**MATERIAL PROVIDED:**
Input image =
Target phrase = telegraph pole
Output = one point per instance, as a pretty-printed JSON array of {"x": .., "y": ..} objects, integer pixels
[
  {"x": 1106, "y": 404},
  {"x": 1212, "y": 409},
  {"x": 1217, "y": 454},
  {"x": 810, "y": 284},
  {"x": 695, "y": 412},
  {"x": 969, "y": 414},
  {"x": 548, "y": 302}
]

**TASK INSTRUCTIONS:** Render every line of the records above as a JSON list of strings, one string per line, with blank lines omitted.

**WRITTEN ANSWER:**
[
  "Input image =",
  "Target phrase = telegraph pole",
  "Output = one point per instance, as a pretty-printed JSON array of {\"x\": .., \"y\": ..} objects, integer pixels",
  "[",
  "  {\"x\": 1106, \"y\": 404},",
  "  {\"x\": 1212, \"y\": 409},",
  "  {\"x\": 1217, \"y\": 454},",
  "  {\"x\": 810, \"y\": 284},",
  "  {\"x\": 695, \"y\": 412},",
  "  {\"x\": 969, \"y\": 414},",
  "  {\"x\": 548, \"y\": 302}",
  "]"
]